Warning signs

Reading the great list of papers linked by CSL yesterday, I found that there was only one consequence of long-term opiate use which was both true to me and insoluble.

“Feeling reliant on the medical profession to relieve pain, and as if the only way to relieve pain is pharmacological.”

So, I thought I’d approach that.

The paper suggests lifestyle changes, exercise, activity pacing and (bizarrely) the use of a TENS machine. It’ of course, doesn’t account for the fact that most long-term pain patients are actually very good at pacing, exercising when they can, using any non-medical remedies that they can, and generally trying anything – ANYTHING – that seems plausible to get them out of pain.

So, next time you have a sprained ankle, I want you to not take any pain relief for it – Not even an ibuprofen. Instead, I want you to go for a thirty mile walk. Maybe consider eating a salad, since “Lifestyle changes” is always code for “Lose weight”. Did it work? Would it have been easier to go for the thirty mile walk with a painkiller as well, so that you could concentrate on walking, rather than protecting the sore ankle in a way that would probably do long-term damage? Thought so.

Record set
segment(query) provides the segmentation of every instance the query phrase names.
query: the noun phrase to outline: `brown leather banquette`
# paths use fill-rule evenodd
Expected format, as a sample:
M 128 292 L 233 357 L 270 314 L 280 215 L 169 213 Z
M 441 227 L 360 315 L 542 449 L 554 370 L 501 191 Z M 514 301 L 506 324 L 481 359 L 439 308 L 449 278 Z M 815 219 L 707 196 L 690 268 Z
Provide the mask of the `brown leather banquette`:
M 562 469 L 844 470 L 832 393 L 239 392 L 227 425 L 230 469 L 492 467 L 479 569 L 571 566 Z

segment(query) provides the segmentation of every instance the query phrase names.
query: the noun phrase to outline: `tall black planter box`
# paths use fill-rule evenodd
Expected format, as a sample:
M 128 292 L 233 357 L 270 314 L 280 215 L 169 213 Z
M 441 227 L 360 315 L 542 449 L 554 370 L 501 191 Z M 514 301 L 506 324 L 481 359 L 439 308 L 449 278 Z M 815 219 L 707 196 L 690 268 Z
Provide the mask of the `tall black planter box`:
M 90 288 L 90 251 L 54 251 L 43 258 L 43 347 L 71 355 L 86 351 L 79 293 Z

Questions
A - In the post on long-term opiate use, what does the paper suggest besides medication?
B - Retype, word for word, the part of the post on long-term opiate use that begins with the words containing "The paper suggests" and ends with "out of pain.".

Solutions per task
A - Lifestyle changes, exercise, activity pacing, and the use of a TENS machine.

B -
The paper suggests lifestyle changes, exercise, activity pacing and (bizarrely) the use of a TENS machine. It’ of course, doesn’t account for the fact that most long-term pain patients are actually very good at pacing, exercising when they can, using any non-medical remedies that they can, and generally trying anything – ANYTHING – that seems plausible to get them out of pain.